(EXERCISE DETAILS) Below are the records; they must be reproduced verbatim.

(Stored dataset items)

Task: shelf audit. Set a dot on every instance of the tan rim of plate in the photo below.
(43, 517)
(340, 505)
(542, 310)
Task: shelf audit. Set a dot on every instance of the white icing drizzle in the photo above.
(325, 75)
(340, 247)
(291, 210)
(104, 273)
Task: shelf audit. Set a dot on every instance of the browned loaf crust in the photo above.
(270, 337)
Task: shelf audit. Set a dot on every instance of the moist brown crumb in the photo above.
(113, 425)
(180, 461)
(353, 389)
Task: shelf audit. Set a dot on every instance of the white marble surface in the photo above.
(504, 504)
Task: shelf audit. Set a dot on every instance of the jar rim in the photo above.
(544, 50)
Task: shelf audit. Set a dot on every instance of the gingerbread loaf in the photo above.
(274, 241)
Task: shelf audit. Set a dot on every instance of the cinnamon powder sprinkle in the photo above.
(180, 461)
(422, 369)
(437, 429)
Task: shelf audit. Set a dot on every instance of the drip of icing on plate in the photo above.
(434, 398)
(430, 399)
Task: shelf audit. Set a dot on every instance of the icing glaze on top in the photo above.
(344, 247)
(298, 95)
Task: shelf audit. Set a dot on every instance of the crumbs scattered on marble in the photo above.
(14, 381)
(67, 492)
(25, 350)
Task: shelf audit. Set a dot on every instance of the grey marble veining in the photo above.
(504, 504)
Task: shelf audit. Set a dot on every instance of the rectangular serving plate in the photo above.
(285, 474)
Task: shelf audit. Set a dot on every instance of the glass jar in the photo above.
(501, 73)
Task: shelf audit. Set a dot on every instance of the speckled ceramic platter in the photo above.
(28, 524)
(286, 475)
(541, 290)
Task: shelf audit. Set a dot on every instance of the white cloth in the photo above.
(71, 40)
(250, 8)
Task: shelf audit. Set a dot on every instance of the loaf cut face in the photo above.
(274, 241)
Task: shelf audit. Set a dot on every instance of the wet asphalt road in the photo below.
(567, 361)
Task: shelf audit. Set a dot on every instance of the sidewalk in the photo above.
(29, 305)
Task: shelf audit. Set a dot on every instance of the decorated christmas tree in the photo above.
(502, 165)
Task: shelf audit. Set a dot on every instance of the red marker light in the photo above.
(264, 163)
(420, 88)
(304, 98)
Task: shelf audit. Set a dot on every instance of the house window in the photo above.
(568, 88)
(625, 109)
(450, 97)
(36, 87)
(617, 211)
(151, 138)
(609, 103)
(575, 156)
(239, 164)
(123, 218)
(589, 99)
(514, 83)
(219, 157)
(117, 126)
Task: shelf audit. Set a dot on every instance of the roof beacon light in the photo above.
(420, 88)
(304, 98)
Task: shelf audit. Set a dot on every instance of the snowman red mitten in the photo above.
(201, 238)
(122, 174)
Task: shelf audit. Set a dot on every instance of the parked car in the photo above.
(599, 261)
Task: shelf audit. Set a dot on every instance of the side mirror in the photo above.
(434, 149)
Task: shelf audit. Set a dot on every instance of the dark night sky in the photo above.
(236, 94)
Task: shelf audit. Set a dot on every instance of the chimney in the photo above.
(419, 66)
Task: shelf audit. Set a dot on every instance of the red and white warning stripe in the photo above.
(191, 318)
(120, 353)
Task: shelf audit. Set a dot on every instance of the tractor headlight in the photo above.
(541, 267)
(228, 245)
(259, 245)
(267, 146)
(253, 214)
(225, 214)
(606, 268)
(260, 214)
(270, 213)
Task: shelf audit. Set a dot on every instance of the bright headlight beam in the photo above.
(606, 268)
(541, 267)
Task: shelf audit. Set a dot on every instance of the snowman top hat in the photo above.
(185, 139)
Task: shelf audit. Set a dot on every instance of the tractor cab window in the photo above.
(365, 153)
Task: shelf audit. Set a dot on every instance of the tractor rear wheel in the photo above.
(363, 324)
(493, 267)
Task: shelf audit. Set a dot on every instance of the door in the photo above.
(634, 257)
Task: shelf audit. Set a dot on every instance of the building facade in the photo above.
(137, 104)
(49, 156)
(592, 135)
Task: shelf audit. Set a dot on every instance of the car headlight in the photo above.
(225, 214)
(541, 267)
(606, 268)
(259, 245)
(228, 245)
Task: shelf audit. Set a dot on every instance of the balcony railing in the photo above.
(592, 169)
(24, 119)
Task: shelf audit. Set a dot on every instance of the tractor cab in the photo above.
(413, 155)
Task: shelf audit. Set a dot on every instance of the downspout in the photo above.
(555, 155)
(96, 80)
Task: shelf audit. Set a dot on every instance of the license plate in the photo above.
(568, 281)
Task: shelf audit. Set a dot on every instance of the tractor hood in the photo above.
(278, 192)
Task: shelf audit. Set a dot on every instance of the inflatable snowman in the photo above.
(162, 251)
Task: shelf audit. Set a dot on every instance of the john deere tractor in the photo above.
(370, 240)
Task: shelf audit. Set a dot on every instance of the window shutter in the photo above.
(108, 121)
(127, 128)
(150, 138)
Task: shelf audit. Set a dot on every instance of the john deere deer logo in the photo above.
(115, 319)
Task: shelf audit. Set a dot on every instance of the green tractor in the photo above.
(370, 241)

(RESULT OF THE EXERCISE)
Task: shelf audit. Set a dot on every instance of the tan rim of plate in the photo below.
(43, 517)
(340, 505)
(542, 310)
Task: shelf audit. Set a dot on every instance of the white icing drizzle in the photo above.
(325, 75)
(340, 247)
(291, 210)
(104, 273)
Task: shelf audit. Set a dot on every instance of the browned loaf crust in the photo above.
(270, 337)
Task: shelf audit. Set a dot on every instance of the moist brown crumb in the photo above.
(113, 425)
(180, 461)
(353, 389)
Task: shelf audit. Set a dot on every instance of the white marble surface in the photo above.
(504, 504)
Task: shelf audit. Set a dot on every instance of the jar rim in the photo above.
(544, 50)
Task: shelf audit. Set a dot on every instance of the gingerbread loaf in the photo above.
(274, 241)
Task: shelf audit. Set a dot on every instance of the cinnamon powder sprinkle in the photo above.
(180, 461)
(422, 369)
(437, 429)
Task: shelf audit. Set a dot on every instance of the drip of icing on plate in the photo above.
(434, 398)
(430, 399)
Task: shelf audit. Set a dot on every instance of the icing glaze on top in the photo above.
(344, 247)
(298, 95)
Task: shelf audit. Set a dot on every instance of the crumbs scattered on marble in the photo above.
(14, 381)
(67, 492)
(25, 350)
Task: shelf audit. Set a dot on every instance of the grey marble veining in the photo above.
(504, 504)
Task: shelf audit. Set a dot on every instance of the rectangular serving plate in the photo above.
(285, 474)
Task: shelf audit. Set a dot on every instance of the glass jar in the photo above.
(501, 73)
Task: shelf audit. Set a dot on every instance of the speckled ceramic platter in the photo above.
(28, 524)
(286, 475)
(541, 290)
Task: shelf audit. Set a dot on every instance of the white cloth in the photo above.
(71, 40)
(250, 8)
Task: shelf audit. Set a dot on every instance of the loaf cut face in the photo above.
(274, 241)
Task: shelf audit. Set a dot on every instance of the wet asphalt road in the photo below.
(567, 361)
Task: shelf audit. Set a dot on every instance of the sidewalk in the photo above.
(29, 305)
Task: shelf audit. Set a dot on every instance of the decorated christmas tree in the photo above.
(502, 165)
Task: shelf audit. Set a dot on every instance of the red marker light in the photo above.
(264, 163)
(420, 88)
(304, 98)
Task: shelf audit. Set a dot on every instance of the house window in the photo above.
(568, 88)
(625, 109)
(450, 97)
(36, 87)
(617, 211)
(151, 138)
(609, 103)
(575, 156)
(239, 164)
(123, 218)
(589, 99)
(514, 83)
(219, 157)
(117, 126)
Task: shelf audit. Set a dot on every instance of the roof beacon light in the photo above.
(420, 88)
(304, 98)
Task: shelf audit. Set a dot on every instance of the snowman red mitten in the photo above.
(201, 238)
(122, 174)
Task: shelf audit. Set a dot on every instance of the parked car in the photo above.
(599, 261)
Task: shelf audit. Set a dot on every instance of the side mirror in the photo above.
(434, 149)
Task: shelf audit. Set a dot on every instance of the dark night sky in the photo above.
(236, 94)
Task: shelf audit. Set a dot on every instance of the chimney in the photo above.
(419, 66)
Task: shelf audit. Set a dot on every instance of the red and white warning stripe in the photo above.
(191, 318)
(120, 353)
Task: shelf audit. Set a dot on every instance of the tractor headlight in the photo above.
(541, 267)
(228, 245)
(259, 245)
(267, 146)
(253, 214)
(225, 214)
(606, 268)
(260, 214)
(270, 213)
Task: shelf audit. Set a dot on every instance of the bright headlight beam in the photo above.
(606, 268)
(541, 267)
Task: shelf audit. Set a dot on every instance of the snowman top hat in the photo above.
(185, 139)
Task: shelf audit. Set a dot on every instance of the tractor cab window in the photo above.
(365, 153)
Task: shelf audit. Set a dot on every instance of the tractor rear wheel in the photo above.
(363, 324)
(493, 267)
Task: shelf audit. Set a dot on every instance of the door in the photo above.
(634, 257)
Task: shelf audit. Set a dot on every instance of the building facade in the photo above.
(137, 104)
(49, 156)
(592, 135)
Task: shelf audit. Set a dot on every instance of the car headlight in the photo above.
(225, 214)
(541, 267)
(606, 268)
(259, 245)
(228, 245)
Task: shelf audit. Set a dot on every instance of the balcony railing in the photo above.
(592, 169)
(24, 119)
Task: shelf audit. Set a dot on every instance of the tractor cab in the photo above.
(413, 155)
Task: shelf audit. Set a dot on every instance of the downspout in the photo above.
(555, 155)
(96, 80)
Task: shelf audit. Set a dot on every instance of the license plate in the photo above.
(568, 281)
Task: shelf audit. Set a dot on every instance of the tractor hood in the photo above.
(278, 192)
Task: shelf audit. Set a dot on every instance of the inflatable snowman in the photo above.
(162, 251)
Task: shelf audit. Set a dot on every instance of the john deere tractor in the photo above.
(370, 240)
Task: shelf audit. Set a dot on every instance of the window shutter in the photo above.
(108, 121)
(127, 128)
(150, 138)
Task: shelf audit. Set a dot on every instance of the john deere deer logo in the photo above.
(115, 319)
Task: shelf audit. Set a dot on every instance of the green tractor in the photo above.
(370, 241)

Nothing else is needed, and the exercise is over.